_Problem details:_
Using the entries below, transcribe exactly the line containing "Where can you see the man's neck" and each line that follows it to the end.

━━━━━━━━━━━━━━━━━━━━

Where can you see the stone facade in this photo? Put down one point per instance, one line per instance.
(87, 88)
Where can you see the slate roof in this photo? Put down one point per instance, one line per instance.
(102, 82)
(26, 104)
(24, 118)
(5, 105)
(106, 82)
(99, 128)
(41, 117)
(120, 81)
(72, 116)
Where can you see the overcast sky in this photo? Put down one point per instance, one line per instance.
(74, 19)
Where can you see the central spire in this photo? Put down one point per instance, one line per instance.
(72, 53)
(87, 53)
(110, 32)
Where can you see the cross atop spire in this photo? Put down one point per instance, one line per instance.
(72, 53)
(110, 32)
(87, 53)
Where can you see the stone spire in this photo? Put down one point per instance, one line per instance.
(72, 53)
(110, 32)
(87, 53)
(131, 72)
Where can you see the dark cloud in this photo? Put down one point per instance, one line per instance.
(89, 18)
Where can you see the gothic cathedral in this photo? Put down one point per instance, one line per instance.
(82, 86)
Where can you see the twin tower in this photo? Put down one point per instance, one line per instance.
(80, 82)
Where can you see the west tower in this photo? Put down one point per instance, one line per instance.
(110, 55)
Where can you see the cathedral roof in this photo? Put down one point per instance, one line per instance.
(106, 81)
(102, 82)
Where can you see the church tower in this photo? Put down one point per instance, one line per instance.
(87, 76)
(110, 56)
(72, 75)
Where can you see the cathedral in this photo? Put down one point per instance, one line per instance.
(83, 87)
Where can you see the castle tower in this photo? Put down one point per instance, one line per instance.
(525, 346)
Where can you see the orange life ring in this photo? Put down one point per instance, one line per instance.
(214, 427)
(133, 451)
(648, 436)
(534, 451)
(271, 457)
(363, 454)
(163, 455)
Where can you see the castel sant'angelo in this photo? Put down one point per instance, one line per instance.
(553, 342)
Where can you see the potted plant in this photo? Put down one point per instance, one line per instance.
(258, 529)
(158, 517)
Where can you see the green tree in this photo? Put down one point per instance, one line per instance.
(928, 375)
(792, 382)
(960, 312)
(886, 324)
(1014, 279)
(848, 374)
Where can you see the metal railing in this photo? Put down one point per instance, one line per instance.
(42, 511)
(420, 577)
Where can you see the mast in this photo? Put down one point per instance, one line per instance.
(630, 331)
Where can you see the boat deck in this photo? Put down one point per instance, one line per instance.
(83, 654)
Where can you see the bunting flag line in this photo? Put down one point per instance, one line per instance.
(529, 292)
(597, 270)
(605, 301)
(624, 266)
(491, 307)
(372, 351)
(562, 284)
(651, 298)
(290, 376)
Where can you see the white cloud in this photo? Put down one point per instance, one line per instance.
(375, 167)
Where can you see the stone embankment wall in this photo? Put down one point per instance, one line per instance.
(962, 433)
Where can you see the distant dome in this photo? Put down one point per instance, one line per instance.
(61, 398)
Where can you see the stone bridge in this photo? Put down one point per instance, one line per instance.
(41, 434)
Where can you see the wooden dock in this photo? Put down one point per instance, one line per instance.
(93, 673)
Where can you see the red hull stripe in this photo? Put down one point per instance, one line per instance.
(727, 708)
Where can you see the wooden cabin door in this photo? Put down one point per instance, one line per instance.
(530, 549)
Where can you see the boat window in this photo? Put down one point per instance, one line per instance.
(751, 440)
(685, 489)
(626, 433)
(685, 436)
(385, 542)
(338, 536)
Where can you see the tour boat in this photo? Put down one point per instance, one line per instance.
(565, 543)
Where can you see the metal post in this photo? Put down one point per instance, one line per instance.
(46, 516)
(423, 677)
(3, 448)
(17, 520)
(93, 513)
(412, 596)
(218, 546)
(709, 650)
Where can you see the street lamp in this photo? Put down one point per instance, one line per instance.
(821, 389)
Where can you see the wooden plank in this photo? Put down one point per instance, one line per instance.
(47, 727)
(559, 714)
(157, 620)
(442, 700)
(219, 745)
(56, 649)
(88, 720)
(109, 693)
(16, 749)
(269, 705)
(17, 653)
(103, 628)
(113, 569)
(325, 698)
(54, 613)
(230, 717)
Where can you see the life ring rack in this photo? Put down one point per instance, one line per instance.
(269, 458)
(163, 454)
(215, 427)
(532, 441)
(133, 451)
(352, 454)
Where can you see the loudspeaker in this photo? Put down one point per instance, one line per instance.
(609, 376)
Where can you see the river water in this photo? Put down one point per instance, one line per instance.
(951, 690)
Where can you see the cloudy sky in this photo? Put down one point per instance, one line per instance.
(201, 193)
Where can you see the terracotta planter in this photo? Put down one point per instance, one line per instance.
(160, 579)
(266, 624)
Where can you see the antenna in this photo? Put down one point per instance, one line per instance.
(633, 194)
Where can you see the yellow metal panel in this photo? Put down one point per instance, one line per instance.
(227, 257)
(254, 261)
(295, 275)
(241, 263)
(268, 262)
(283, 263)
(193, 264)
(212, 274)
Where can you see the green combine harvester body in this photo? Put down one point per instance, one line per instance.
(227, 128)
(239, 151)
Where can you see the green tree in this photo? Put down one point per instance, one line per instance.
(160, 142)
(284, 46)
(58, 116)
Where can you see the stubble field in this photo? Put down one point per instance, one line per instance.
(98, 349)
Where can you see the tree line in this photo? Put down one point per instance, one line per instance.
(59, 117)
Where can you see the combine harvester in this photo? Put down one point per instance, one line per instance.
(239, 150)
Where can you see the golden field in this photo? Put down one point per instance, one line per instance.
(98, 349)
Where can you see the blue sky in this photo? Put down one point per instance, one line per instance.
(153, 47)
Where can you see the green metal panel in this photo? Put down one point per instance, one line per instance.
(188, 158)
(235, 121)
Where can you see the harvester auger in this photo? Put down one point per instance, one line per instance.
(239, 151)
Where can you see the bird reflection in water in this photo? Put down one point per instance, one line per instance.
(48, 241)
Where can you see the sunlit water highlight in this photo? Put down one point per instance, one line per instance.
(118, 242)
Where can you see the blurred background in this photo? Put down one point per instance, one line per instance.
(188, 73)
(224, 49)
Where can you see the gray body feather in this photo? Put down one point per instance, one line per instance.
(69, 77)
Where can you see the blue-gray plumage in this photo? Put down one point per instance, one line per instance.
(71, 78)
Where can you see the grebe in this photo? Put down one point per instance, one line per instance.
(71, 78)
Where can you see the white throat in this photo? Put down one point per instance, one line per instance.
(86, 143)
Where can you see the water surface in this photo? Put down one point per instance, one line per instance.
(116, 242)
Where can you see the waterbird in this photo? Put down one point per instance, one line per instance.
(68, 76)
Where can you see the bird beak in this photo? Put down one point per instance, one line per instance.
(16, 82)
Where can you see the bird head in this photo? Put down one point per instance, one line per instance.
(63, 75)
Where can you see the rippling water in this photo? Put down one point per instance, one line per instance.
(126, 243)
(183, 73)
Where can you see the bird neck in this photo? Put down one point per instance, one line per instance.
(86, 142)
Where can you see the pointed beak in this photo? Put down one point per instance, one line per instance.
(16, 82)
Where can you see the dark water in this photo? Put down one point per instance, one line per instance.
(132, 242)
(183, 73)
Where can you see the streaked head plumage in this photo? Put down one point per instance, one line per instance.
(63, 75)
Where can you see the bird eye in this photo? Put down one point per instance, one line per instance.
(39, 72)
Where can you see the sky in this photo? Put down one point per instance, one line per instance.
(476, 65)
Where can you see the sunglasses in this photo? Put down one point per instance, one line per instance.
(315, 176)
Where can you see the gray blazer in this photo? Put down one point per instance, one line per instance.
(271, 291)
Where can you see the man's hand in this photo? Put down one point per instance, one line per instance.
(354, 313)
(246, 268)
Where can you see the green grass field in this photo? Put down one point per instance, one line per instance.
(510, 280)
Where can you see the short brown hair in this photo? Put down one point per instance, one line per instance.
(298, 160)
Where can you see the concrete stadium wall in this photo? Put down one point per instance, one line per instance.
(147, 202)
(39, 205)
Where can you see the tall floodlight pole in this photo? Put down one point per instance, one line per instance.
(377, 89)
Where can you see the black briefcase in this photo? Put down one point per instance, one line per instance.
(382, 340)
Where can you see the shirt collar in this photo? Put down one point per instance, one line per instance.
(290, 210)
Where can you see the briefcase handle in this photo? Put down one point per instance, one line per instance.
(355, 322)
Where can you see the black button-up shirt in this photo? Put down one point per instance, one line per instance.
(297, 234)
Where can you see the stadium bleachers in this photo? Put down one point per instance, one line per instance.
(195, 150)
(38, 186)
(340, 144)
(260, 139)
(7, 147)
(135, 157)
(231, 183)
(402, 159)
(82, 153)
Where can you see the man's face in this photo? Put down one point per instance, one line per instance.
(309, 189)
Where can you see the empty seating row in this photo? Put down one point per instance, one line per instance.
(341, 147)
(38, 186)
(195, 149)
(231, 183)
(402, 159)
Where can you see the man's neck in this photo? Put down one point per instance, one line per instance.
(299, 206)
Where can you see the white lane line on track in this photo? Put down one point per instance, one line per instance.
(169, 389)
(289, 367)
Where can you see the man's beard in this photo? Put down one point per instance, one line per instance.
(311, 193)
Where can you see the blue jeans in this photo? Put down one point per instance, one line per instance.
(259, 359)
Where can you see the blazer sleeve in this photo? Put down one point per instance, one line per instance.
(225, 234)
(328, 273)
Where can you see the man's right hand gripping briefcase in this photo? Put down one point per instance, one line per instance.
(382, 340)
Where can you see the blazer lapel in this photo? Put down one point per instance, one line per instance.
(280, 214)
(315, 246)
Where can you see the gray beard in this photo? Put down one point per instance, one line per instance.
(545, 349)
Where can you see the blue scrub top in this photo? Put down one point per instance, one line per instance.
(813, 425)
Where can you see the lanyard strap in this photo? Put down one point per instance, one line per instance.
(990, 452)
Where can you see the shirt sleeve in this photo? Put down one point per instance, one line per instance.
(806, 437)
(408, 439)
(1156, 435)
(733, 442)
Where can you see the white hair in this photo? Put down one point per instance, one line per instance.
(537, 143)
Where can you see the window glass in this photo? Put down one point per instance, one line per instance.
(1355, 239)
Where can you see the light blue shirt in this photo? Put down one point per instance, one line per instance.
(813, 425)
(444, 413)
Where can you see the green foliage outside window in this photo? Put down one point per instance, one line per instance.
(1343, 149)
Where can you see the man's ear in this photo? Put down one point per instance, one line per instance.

━━━━━━━━━━━━━━━━━━━━

_Completed task:_
Where can you see the man's neck in this photo? Put down one point per instance, one line per instance.
(299, 206)
Where can you see the white lane line on track in this photo? Put down one point per instance, one line per instance.
(169, 389)
(289, 367)
Where can you see the man's beard in this photo? Put down one point per instance, one line per instance.
(311, 193)
Where can you see the blue jeans in this photo? Put down one point per instance, one line per instance.
(259, 359)
Where can you see the blazer sleeve in this photo? Put down one point per instance, one line per instance.
(225, 234)
(328, 273)
Where can you see the man's right hand gripping briefcase in this photo? Put down one point per instance, one line per instance.
(382, 340)
Where can you see the blazer lapel in this photo? Put down one point per instance, one line per instance.
(280, 214)
(315, 246)
Where can you see the gray beard in this photo? Put down one point per instance, one line per instance.
(545, 349)
Where can you see the blue scrub top in this photo? Put down one point per instance, one line per instance.
(813, 425)
Where can you see the lanyard strap in this photo? Put down one point per instance, one line per instance.
(990, 452)
Where can you see the shirt sleeve in this photo? Put down one point per instance, one line per instance.
(806, 437)
(408, 439)
(1156, 435)
(733, 442)
Where can you see the white hair in this photo? Put down one point per instance, one line per instance.
(537, 143)
Where can you see the window glass in this photo? Put down one point per instance, one line per instance.
(1355, 239)
Where can you see the light blue shirt in this photo? Put down one point per instance, one line per instance.
(813, 425)
(444, 413)
Where can you see the green foliage outside window in this photo? Put down one point per instance, one line per instance.
(1343, 149)
Where can you see the man's ear in this photo? Put down one point per instance, one line per instance.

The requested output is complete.